• [STATED PROBLEM]: From the listing that follows, output everything exactly except the pictures.

>> BEGIN RECORDED DATA

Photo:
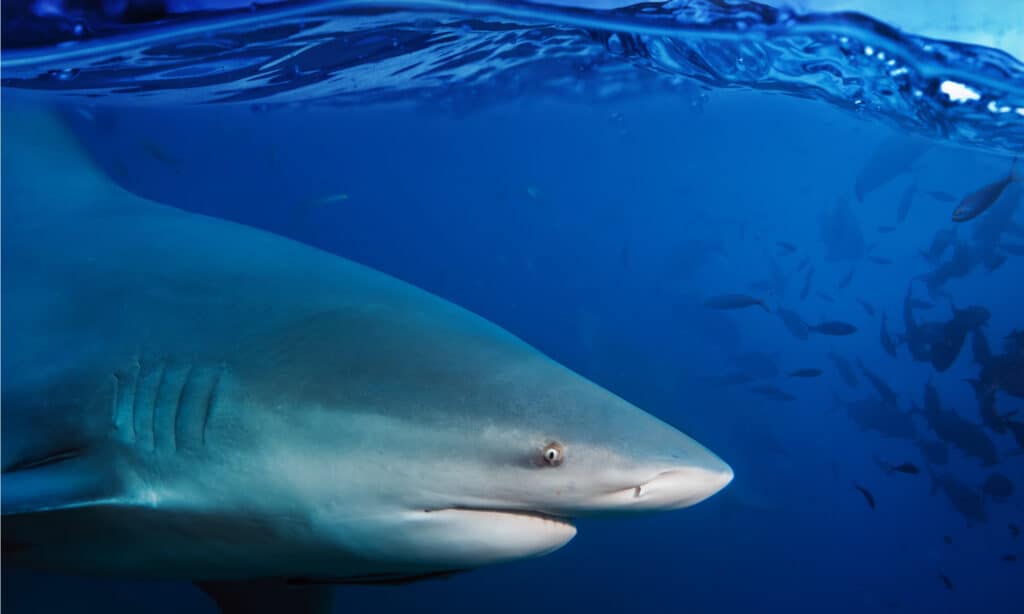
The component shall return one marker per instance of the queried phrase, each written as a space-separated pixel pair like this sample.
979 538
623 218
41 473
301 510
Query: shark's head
482 450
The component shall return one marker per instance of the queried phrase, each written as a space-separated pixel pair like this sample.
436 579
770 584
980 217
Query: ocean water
588 178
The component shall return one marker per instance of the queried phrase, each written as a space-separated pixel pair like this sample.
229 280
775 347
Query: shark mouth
474 536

>> END RECORDED DATA

• [THE ANSWER]:
Photo:
The component shall return one marker per instance of the queried phrase, each written as a space-separated pixel pair like this sample.
979 538
623 218
41 473
301 510
Query: shark's head
482 450
The component shall return one marker per instance of the queried phrase, each written as a space-separated pixel pair like this sample.
436 579
770 584
980 217
Query: ocean water
588 178
The component shall return one marker per instance of the queried phrase, each written as a space-separated pixel pair like this sample.
229 280
775 347
Query: shark mouth
474 536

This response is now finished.